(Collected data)
##############################
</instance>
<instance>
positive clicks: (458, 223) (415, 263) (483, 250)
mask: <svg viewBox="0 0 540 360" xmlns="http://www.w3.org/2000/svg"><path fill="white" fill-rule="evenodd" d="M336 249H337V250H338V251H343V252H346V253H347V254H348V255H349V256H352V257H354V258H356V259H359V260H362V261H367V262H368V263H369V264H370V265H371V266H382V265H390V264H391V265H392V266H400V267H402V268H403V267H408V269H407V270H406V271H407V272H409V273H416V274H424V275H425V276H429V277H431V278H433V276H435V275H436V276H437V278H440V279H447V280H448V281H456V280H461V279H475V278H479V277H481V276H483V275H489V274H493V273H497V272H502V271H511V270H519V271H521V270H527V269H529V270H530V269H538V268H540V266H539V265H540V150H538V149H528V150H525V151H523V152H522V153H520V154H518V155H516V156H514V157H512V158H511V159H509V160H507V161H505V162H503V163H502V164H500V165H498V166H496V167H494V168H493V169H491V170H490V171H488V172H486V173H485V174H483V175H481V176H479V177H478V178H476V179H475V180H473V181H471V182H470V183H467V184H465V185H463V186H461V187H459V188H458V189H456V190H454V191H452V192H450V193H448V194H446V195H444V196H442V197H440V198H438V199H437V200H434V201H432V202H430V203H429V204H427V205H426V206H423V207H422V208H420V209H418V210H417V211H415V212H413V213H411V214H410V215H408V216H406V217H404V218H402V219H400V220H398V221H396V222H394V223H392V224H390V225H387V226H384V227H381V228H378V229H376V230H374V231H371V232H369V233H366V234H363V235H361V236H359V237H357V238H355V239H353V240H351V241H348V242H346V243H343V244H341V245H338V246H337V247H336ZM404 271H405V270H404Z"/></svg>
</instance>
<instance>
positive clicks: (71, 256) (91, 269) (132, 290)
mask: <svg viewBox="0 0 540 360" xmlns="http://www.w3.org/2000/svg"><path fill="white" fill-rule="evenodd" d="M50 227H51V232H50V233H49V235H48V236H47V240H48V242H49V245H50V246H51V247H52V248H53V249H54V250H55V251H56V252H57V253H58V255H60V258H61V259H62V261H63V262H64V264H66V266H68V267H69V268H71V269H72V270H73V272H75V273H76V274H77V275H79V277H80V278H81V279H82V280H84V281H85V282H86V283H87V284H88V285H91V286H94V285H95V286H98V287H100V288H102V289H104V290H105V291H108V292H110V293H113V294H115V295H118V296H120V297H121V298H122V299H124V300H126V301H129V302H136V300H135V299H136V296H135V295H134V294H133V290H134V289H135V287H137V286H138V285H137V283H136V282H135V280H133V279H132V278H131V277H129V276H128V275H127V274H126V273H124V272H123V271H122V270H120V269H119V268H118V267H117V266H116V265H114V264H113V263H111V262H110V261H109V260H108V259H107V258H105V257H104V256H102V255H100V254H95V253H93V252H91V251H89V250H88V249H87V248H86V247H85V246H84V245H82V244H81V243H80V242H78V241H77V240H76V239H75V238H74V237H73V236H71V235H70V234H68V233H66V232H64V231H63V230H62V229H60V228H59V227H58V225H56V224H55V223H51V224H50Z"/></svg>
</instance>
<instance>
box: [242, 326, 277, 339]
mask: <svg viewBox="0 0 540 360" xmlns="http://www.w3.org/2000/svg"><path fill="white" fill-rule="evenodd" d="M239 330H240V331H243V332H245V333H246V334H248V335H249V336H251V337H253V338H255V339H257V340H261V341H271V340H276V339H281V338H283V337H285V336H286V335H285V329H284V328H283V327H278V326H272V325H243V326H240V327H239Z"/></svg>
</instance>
##############################
WORK INSTRUCTION:
Copy out all of the lines above again, keeping every character the same.

EXERCISE SOLUTION:
</instance>
<instance>
positive clicks: (458, 223) (415, 263) (483, 250)
mask: <svg viewBox="0 0 540 360" xmlns="http://www.w3.org/2000/svg"><path fill="white" fill-rule="evenodd" d="M336 249H337V250H338V251H343V252H346V253H347V254H348V255H349V256H352V257H354V258H356V259H359V260H362V261H367V262H368V263H369V264H370V265H371V266H382V265H390V264H391V265H392V266H400V267H402V268H403V267H408V269H407V270H406V271H407V272H409V273H416V274H424V275H425V276H429V277H431V278H433V276H435V275H436V276H437V278H440V279H447V280H448V281H456V280H461V279H475V278H479V277H481V276H483V275H489V274H493V273H497V272H502V271H511V270H519V271H521V270H527V269H529V270H530V269H538V268H540V266H539V265H540V150H538V149H528V150H525V151H523V152H522V153H520V154H518V155H516V156H514V157H512V158H511V159H509V160H507V161H505V162H503V163H502V164H500V165H498V166H496V167H494V168H493V169H491V170H490V171H488V172H486V173H485V174H483V175H481V176H479V177H478V178H476V179H475V180H473V181H471V182H470V183H467V184H465V185H463V186H461V187H459V188H458V189H456V190H454V191H452V192H450V193H448V194H446V195H444V196H442V197H440V198H438V199H437V200H434V201H432V202H430V203H429V204H427V205H426V206H423V207H422V208H420V209H418V210H417V211H415V212H413V213H411V214H410V215H408V216H406V217H404V218H402V219H400V220H398V221H396V222H394V223H392V224H390V225H387V226H384V227H381V228H378V229H376V230H374V231H371V232H369V233H366V234H363V235H361V236H359V237H357V238H355V239H353V240H351V241H348V242H346V243H343V244H341V245H338V246H337V247H336ZM404 271H405V270H404Z"/></svg>
</instance>
<instance>
positive clicks: (71, 256) (91, 269) (132, 290)
mask: <svg viewBox="0 0 540 360" xmlns="http://www.w3.org/2000/svg"><path fill="white" fill-rule="evenodd" d="M50 227H51V232H50V233H49V235H48V236H47V240H48V242H49V245H50V246H51V247H52V248H53V249H54V250H55V251H56V252H57V253H58V255H60V258H61V259H62V261H63V262H64V264H66V266H68V267H69V268H71V269H72V270H73V272H75V273H76V274H77V275H79V277H80V278H81V279H82V280H84V281H85V282H86V283H87V284H88V285H91V286H94V285H95V286H98V287H100V288H102V289H104V290H105V291H108V292H110V293H113V294H115V295H118V296H120V297H121V298H122V299H124V300H126V301H129V302H136V300H135V299H136V296H135V295H134V294H133V290H134V289H135V287H137V286H138V285H137V283H136V282H135V280H133V279H132V278H131V277H129V276H128V275H127V274H126V273H124V272H123V271H122V270H120V269H119V268H118V267H117V266H116V265H114V264H113V263H111V262H110V261H109V260H108V259H107V258H105V257H104V256H102V255H100V254H95V253H93V252H91V251H89V250H88V249H87V248H86V247H85V246H84V245H82V244H81V243H80V242H78V241H77V240H76V239H75V238H74V237H73V236H71V235H70V234H68V233H66V232H64V231H63V230H62V229H60V228H59V227H58V225H56V224H55V223H51V224H50Z"/></svg>
</instance>
<instance>
box: [242, 326, 277, 339]
mask: <svg viewBox="0 0 540 360" xmlns="http://www.w3.org/2000/svg"><path fill="white" fill-rule="evenodd" d="M239 330H240V331H243V332H245V333H246V334H248V335H249V336H251V337H253V338H255V339H257V340H261V341H271V340H276V339H281V338H283V337H285V336H286V335H285V329H284V328H283V327H278V326H272V325H243V326H240V327H239Z"/></svg>
</instance>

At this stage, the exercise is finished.